▼
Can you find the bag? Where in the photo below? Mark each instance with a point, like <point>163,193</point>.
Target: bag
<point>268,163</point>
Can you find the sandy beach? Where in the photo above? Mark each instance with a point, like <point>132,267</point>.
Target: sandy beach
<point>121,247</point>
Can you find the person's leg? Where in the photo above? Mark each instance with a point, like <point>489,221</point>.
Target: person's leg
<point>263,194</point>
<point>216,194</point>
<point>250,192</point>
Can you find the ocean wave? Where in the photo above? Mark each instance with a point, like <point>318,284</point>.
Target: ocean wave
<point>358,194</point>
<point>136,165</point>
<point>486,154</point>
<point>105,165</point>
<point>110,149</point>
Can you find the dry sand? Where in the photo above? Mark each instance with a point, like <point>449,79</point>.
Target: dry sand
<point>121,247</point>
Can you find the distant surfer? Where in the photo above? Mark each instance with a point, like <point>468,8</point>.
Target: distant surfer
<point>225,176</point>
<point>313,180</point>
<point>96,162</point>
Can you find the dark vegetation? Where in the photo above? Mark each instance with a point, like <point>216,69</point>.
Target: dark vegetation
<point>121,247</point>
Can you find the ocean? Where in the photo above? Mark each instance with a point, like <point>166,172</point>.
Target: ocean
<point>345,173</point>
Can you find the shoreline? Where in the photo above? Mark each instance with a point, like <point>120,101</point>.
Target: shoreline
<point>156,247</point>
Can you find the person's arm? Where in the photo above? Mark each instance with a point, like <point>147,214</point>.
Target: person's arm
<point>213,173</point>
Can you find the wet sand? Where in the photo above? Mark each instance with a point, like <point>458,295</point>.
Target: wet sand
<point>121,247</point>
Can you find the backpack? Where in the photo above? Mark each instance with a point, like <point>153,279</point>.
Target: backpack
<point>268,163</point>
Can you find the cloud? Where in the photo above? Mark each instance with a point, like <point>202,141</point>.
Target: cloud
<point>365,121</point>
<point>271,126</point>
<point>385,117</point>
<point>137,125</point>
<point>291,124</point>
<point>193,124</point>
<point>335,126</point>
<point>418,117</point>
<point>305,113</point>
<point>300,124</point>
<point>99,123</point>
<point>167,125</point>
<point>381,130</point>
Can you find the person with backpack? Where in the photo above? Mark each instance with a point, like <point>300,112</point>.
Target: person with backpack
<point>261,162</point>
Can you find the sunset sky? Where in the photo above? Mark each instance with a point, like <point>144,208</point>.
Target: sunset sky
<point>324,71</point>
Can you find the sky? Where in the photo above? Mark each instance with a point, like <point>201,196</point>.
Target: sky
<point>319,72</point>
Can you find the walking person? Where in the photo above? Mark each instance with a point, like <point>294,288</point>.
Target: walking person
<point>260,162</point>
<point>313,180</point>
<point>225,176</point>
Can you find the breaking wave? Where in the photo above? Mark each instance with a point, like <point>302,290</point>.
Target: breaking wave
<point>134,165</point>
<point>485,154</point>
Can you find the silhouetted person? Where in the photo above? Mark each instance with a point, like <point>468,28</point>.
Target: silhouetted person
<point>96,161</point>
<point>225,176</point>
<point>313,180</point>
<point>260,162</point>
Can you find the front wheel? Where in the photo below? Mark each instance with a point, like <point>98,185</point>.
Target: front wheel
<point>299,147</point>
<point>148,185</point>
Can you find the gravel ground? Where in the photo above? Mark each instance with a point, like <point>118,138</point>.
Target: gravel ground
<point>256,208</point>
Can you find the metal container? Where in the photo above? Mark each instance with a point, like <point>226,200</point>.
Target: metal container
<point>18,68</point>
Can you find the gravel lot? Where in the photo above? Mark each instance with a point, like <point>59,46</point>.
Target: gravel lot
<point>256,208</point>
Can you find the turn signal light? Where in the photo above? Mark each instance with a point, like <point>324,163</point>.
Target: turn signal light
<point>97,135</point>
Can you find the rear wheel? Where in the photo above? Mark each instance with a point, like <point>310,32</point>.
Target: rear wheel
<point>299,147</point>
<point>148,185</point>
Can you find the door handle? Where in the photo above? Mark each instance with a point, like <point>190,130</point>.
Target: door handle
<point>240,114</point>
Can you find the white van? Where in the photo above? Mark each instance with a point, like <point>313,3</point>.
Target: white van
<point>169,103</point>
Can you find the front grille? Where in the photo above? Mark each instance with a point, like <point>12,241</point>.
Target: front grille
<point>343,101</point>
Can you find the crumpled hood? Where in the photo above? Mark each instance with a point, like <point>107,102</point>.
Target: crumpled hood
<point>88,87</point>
▲
> **Problem details**
Only the lines from the one containing "Target: silhouetted person" to the end of the records should be repeated, exactly as they appear.

> **Result**
Target: silhouetted person
<point>96,161</point>
<point>225,176</point>
<point>313,180</point>
<point>260,162</point>
Can you find the front wheel? Where in the photo below? Mark each instance with a point, like <point>98,185</point>.
Target: front wheel
<point>299,147</point>
<point>148,185</point>
Can you find the gravel ground? Where in the photo above? Mark each instance with a point, like <point>118,138</point>.
Target: gravel ground
<point>256,208</point>
Can you find the metal container? Where in the photo above? Mark each instance with a point, like <point>226,200</point>.
Target: metal container
<point>18,68</point>
Can you find the gravel lot? Where in the photo above? Mark each instance with a point, like <point>59,46</point>.
Target: gravel lot
<point>256,208</point>
Can you find the turn signal light? Where in the photo above? Mark each instance with a point, like <point>324,163</point>.
Target: turn signal light
<point>97,135</point>
Can you find the rear wheel? Where in the photo above? Mark each instance with a point, like <point>310,32</point>.
Target: rear wheel
<point>299,147</point>
<point>148,185</point>
Can you find the door handle? Where in the photo above? Mark each instance with a point, like <point>190,130</point>.
Target: door handle
<point>240,114</point>
Can you find the white van? Where in the photo above? Mark each instance with a point, like <point>313,3</point>.
Target: white van
<point>169,103</point>
Can you find the front grille? Where in the photo above? Mark each instance with a point, like <point>12,241</point>.
Target: front grille
<point>343,101</point>
Can you find the crumpled hood? Where in the photo above? Mark each instance with a point, like <point>107,102</point>.
Target: crumpled hood
<point>88,87</point>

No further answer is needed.